What you have to do
Write out exactly, please, the lines from the one containing "of the tree?" to the end of the material.

--- START OF Dataset content ---

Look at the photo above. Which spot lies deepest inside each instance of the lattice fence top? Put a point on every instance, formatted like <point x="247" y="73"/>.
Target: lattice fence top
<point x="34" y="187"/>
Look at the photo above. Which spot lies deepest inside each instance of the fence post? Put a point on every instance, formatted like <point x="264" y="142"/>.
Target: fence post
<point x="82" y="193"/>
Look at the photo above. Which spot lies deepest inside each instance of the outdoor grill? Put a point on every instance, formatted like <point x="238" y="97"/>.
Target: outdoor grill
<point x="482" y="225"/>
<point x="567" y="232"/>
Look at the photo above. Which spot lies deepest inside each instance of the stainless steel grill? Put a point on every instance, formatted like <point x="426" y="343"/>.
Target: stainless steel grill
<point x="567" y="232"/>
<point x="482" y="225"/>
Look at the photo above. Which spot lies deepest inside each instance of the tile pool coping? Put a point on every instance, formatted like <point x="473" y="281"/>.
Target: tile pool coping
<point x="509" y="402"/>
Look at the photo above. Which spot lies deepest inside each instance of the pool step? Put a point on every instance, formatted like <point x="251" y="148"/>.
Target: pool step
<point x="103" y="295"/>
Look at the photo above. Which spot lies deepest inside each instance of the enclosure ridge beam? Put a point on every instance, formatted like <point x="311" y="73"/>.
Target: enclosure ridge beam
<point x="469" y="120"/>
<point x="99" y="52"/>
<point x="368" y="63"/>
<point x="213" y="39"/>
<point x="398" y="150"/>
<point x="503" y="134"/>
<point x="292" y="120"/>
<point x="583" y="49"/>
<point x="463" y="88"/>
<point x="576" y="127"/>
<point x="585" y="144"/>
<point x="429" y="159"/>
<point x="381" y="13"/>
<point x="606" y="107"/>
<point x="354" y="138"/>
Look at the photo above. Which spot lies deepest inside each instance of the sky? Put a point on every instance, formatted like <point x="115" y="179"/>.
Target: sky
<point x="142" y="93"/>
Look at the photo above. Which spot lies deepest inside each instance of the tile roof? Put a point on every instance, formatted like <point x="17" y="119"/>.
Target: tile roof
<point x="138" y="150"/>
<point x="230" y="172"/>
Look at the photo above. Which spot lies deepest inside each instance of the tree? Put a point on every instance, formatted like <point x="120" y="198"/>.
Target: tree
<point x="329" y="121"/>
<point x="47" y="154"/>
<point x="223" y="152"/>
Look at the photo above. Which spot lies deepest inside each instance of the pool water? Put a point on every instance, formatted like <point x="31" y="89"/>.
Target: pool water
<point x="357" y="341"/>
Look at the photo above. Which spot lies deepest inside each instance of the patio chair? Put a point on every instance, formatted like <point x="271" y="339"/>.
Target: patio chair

--- END OF Dataset content ---

Output for this exercise
Look at the photo above. Which spot lies deepest inside each instance of the tree? Put a point on every instance, formatted like <point x="120" y="198"/>.
Target: tree
<point x="329" y="121"/>
<point x="47" y="154"/>
<point x="223" y="152"/>
Look at the photo above. Which spot lies deepest inside each instance of the pool water? Put a point on every instance, formatted like <point x="31" y="89"/>.
Target: pool water
<point x="357" y="341"/>
Look at the photo above. Which spot lies deepest inside each instance of the patio chair? Put a point on every instance, formatted like <point x="271" y="339"/>.
Target: patio chair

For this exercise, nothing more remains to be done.